[Input for this task — start]
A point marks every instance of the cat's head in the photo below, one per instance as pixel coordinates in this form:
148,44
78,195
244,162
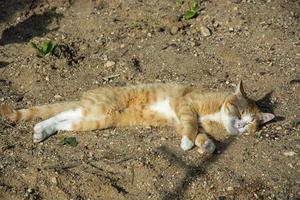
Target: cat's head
240,114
[Input for this task — finish]
Work task | Set down all of the entries precisely and keep the pictures out of the copy.

Solution |
A point marks every instance of the cat's head in the photo below, one per instance as pixel coordinates in this form:
148,44
78,195
244,162
Target: cat's head
240,114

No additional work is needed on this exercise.